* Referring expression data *

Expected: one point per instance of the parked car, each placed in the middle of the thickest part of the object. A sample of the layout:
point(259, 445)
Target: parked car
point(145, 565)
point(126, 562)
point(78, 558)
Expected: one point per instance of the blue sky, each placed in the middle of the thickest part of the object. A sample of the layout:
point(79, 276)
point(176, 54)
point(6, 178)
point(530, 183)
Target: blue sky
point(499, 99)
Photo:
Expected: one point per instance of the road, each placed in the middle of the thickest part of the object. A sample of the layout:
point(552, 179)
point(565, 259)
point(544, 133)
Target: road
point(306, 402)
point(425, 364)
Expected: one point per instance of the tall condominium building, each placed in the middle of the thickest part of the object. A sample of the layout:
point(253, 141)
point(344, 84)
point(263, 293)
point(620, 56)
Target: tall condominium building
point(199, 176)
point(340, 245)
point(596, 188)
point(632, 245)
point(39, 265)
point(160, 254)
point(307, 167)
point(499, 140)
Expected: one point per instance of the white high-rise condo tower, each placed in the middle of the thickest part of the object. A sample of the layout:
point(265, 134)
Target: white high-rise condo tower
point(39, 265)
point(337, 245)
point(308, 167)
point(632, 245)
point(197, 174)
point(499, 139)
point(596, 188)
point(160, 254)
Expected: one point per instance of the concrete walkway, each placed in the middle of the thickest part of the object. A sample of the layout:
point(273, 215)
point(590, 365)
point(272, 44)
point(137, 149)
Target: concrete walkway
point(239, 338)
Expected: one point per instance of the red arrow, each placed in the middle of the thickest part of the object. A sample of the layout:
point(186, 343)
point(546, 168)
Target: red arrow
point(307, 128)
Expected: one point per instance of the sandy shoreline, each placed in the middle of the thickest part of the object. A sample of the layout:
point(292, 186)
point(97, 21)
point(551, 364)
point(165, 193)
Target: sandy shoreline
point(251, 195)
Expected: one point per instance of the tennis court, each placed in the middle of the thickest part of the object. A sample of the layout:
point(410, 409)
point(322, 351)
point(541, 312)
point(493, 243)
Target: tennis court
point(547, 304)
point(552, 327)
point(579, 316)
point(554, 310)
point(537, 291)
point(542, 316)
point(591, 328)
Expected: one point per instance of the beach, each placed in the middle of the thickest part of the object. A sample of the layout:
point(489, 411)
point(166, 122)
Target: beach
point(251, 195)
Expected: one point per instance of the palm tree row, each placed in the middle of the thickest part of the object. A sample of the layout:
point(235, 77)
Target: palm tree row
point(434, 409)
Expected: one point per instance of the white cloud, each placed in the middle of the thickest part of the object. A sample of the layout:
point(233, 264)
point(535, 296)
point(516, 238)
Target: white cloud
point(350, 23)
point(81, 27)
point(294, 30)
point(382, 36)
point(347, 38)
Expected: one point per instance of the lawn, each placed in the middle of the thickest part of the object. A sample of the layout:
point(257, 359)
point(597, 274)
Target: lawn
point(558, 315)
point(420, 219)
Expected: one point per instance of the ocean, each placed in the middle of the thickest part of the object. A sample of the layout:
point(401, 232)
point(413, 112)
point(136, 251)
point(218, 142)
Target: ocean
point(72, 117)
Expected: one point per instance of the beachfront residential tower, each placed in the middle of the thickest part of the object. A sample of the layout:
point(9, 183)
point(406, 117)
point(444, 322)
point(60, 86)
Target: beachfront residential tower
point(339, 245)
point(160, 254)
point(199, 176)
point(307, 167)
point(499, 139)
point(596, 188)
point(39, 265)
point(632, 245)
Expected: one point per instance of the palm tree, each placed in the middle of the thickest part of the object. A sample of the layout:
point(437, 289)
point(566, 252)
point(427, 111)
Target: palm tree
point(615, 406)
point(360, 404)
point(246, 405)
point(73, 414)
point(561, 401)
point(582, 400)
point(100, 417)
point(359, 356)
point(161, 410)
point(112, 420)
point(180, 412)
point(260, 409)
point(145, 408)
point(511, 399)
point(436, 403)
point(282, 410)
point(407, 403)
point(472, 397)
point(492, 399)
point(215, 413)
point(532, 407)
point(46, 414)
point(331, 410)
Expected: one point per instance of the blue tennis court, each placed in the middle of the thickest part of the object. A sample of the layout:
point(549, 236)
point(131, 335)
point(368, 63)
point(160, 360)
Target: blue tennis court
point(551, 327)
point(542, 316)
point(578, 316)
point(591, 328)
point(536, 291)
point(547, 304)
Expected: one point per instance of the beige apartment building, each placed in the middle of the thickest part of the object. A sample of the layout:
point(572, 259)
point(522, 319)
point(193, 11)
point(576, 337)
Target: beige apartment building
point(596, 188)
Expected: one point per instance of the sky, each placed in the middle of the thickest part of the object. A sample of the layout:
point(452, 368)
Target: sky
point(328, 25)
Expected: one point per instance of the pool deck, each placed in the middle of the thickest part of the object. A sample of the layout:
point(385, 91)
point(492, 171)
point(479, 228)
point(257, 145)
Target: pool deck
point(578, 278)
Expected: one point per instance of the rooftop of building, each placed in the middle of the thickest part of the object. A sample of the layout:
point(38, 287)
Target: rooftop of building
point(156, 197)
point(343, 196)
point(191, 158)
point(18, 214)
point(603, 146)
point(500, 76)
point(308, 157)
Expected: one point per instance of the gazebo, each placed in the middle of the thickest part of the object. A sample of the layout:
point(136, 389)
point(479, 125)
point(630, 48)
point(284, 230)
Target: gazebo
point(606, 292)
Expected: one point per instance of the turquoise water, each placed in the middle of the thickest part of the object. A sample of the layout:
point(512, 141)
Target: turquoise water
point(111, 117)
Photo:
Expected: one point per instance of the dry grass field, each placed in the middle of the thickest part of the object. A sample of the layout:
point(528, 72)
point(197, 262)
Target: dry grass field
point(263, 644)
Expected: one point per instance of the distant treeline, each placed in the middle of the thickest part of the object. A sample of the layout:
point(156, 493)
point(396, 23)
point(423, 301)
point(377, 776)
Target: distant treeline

* TASK OBJECTIVE *
For each line above that contains "treeline", make a copy.

* ANSWER BOX *
Expected: one point per instance of the distant treeline, each placed in the middle of the thickest part of the object. A sample of the layout:
Target: distant treeline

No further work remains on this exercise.